Once the line containing "Would you mind spotting the iron" is located, give it again exactly, together with each line that follows it to the end of the entries, and add nothing else.

(Beginning of Source data)

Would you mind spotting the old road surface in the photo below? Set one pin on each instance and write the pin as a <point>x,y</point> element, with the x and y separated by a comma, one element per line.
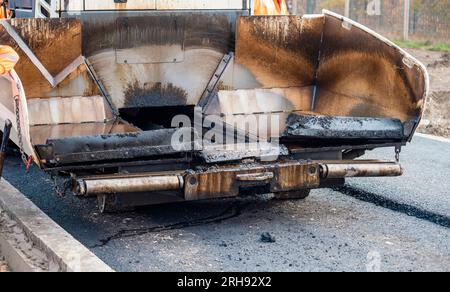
<point>387,224</point>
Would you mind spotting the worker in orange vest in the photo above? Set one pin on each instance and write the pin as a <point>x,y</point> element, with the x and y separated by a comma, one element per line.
<point>270,7</point>
<point>4,11</point>
<point>8,59</point>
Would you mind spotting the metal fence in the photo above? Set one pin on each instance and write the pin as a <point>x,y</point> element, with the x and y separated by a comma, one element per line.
<point>425,20</point>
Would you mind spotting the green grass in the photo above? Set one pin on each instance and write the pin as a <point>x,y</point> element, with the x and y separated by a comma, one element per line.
<point>438,47</point>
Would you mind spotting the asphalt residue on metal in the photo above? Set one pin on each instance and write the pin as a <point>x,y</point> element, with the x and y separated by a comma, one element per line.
<point>231,212</point>
<point>394,205</point>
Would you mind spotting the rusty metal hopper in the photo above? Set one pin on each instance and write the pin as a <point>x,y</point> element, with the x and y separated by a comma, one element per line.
<point>104,87</point>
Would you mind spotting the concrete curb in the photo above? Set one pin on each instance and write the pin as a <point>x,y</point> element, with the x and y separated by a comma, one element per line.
<point>435,138</point>
<point>56,250</point>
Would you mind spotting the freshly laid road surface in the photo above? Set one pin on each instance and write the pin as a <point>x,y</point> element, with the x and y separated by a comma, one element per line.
<point>387,224</point>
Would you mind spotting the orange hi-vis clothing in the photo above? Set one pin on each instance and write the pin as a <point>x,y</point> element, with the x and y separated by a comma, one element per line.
<point>8,59</point>
<point>2,12</point>
<point>270,7</point>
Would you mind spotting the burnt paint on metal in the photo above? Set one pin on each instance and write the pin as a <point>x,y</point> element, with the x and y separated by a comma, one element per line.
<point>223,181</point>
<point>137,95</point>
<point>121,146</point>
<point>361,75</point>
<point>56,43</point>
<point>133,32</point>
<point>212,30</point>
<point>280,51</point>
<point>326,127</point>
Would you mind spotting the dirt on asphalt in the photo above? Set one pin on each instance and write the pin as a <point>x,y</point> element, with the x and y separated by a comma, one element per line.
<point>436,120</point>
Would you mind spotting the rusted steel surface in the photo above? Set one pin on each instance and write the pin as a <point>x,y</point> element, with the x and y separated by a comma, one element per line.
<point>336,68</point>
<point>280,51</point>
<point>57,44</point>
<point>227,181</point>
<point>367,169</point>
<point>118,47</point>
<point>69,110</point>
<point>41,133</point>
<point>362,76</point>
<point>89,5</point>
<point>92,187</point>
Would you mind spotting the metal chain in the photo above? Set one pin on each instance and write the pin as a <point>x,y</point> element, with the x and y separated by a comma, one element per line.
<point>19,130</point>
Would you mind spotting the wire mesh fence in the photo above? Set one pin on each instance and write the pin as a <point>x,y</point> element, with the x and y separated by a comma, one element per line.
<point>424,20</point>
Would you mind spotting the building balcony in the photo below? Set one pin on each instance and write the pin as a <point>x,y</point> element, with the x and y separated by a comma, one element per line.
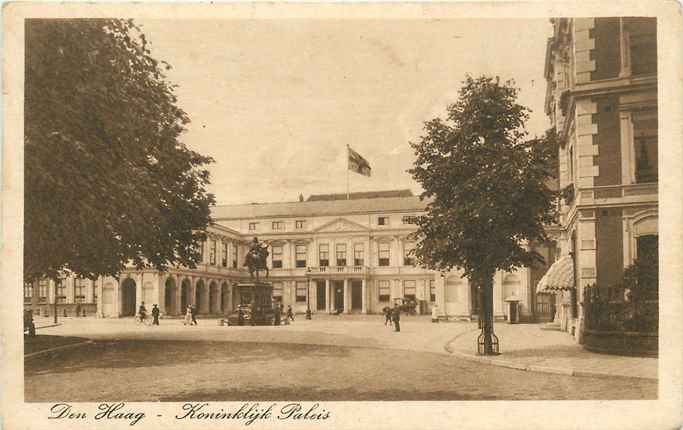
<point>616,194</point>
<point>337,270</point>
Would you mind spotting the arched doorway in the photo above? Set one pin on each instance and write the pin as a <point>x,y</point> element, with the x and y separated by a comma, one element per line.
<point>185,298</point>
<point>214,298</point>
<point>170,305</point>
<point>225,298</point>
<point>199,297</point>
<point>128,298</point>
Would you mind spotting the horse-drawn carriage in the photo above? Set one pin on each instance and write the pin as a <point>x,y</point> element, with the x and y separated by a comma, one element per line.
<point>29,325</point>
<point>255,305</point>
<point>407,306</point>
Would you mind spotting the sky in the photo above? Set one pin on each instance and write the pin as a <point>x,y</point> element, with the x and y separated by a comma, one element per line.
<point>275,102</point>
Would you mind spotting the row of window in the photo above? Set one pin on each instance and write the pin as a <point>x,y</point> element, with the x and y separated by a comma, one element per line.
<point>301,224</point>
<point>79,291</point>
<point>213,244</point>
<point>644,147</point>
<point>383,291</point>
<point>340,255</point>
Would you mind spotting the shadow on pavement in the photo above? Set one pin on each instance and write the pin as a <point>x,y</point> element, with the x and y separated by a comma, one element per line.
<point>152,353</point>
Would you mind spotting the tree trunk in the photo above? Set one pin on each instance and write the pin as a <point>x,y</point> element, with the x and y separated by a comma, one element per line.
<point>487,307</point>
<point>55,298</point>
<point>35,297</point>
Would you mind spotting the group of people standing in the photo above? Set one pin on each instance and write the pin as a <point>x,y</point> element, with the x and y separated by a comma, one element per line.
<point>280,312</point>
<point>142,313</point>
<point>190,316</point>
<point>392,317</point>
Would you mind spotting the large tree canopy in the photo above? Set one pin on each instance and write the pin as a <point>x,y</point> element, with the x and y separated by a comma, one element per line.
<point>485,183</point>
<point>107,180</point>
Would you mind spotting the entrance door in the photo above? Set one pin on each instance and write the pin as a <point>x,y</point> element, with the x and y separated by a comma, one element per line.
<point>184,294</point>
<point>320,296</point>
<point>128,298</point>
<point>545,307</point>
<point>356,295</point>
<point>339,295</point>
<point>108,301</point>
<point>474,296</point>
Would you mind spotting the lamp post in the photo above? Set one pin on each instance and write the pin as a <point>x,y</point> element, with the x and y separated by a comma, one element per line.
<point>308,301</point>
<point>58,282</point>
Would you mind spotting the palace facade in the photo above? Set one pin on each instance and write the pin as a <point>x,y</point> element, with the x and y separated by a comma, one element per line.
<point>328,254</point>
<point>601,96</point>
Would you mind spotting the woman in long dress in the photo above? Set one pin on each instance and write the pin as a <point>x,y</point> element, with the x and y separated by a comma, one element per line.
<point>188,316</point>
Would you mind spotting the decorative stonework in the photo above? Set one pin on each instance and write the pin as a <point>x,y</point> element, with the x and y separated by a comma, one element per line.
<point>583,45</point>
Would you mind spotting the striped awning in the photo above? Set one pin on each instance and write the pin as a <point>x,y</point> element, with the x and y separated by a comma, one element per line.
<point>560,276</point>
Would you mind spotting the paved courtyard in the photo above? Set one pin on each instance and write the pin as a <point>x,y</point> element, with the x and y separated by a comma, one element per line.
<point>330,358</point>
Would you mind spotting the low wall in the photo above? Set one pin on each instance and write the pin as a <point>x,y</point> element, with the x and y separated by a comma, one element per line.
<point>46,310</point>
<point>622,342</point>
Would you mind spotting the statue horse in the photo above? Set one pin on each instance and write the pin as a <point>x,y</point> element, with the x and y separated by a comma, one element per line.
<point>256,262</point>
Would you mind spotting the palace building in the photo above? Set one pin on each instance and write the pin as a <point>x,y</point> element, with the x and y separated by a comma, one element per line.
<point>601,97</point>
<point>327,253</point>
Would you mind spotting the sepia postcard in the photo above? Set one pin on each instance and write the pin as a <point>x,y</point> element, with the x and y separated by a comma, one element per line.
<point>337,215</point>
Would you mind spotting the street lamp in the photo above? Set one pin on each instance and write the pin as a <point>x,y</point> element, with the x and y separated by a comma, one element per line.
<point>308,302</point>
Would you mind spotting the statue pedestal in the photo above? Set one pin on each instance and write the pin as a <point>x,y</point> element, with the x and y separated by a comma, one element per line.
<point>256,297</point>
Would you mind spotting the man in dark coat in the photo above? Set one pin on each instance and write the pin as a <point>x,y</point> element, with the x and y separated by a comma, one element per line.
<point>276,315</point>
<point>396,317</point>
<point>387,315</point>
<point>155,314</point>
<point>193,311</point>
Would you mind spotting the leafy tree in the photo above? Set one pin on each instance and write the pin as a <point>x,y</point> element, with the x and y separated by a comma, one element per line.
<point>486,187</point>
<point>107,179</point>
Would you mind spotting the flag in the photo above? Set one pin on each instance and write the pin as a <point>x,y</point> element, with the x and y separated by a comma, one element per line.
<point>357,163</point>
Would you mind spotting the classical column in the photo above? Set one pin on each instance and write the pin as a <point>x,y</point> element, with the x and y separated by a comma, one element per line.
<point>191,291</point>
<point>160,287</point>
<point>89,292</point>
<point>312,295</point>
<point>328,308</point>
<point>499,310</point>
<point>117,296</point>
<point>332,296</point>
<point>364,296</point>
<point>178,295</point>
<point>347,302</point>
<point>99,284</point>
<point>138,290</point>
<point>439,283</point>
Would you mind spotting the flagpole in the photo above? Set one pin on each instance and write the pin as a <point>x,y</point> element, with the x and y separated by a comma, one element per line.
<point>347,172</point>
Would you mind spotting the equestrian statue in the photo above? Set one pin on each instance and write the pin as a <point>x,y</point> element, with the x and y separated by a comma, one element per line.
<point>256,258</point>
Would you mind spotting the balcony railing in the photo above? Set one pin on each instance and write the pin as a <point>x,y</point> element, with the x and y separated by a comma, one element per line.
<point>331,270</point>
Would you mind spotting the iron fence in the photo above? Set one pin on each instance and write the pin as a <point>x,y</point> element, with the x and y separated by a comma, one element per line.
<point>617,309</point>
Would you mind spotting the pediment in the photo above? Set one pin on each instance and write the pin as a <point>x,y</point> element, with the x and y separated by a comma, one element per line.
<point>341,225</point>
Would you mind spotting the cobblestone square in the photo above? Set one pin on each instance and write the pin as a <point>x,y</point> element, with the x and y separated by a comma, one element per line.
<point>330,358</point>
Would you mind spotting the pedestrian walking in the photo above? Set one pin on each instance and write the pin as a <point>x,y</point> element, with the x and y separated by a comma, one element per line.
<point>277,320</point>
<point>155,314</point>
<point>387,316</point>
<point>142,312</point>
<point>240,316</point>
<point>396,317</point>
<point>193,312</point>
<point>435,313</point>
<point>188,316</point>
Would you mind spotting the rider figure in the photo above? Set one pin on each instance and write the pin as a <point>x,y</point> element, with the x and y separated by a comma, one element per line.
<point>256,257</point>
<point>142,311</point>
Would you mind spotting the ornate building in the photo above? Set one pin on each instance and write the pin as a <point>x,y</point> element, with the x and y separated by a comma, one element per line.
<point>601,96</point>
<point>327,253</point>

(End of Source data)

• _Result of this exercise_
Would you mind spotting the iron fence in the photo above? Set one pin on each instance and write the pin as a <point>x,y</point> element, with the x and y separated by a comma, one element per line.
<point>617,309</point>
Would you mind spotting the pediment in the photo above? Set one pin on each instance and write the pin as a <point>x,y</point> element, with the x and y separated by a comma, one element per line.
<point>341,225</point>
Would you mind spotting the cobblestone square in the photo above? Set one pin on each instance and write the pin as a <point>x,y</point> element, with the x and y separated by a comma, one element per line.
<point>330,358</point>
Would you mind spotting the pedestrian walking in the photo above? Set one pin on each instance and write the pin as a <point>x,y</point> element, with the x and y separated by a comma, one element per line.
<point>277,320</point>
<point>155,314</point>
<point>387,316</point>
<point>142,312</point>
<point>240,316</point>
<point>396,317</point>
<point>193,312</point>
<point>435,313</point>
<point>188,316</point>
Would you mind spotting the rider figure in the photo above? Set one pin on each instance and write the pin as a <point>x,y</point> element, with the x and y separated by a comma, one element per line.
<point>256,257</point>
<point>142,311</point>
Would you mind spotting the ornate building in the photo above? Set one pin on each instance and write the pin as a <point>x,y</point> element, with the x and y separated by a comma, one element per line.
<point>601,96</point>
<point>327,253</point>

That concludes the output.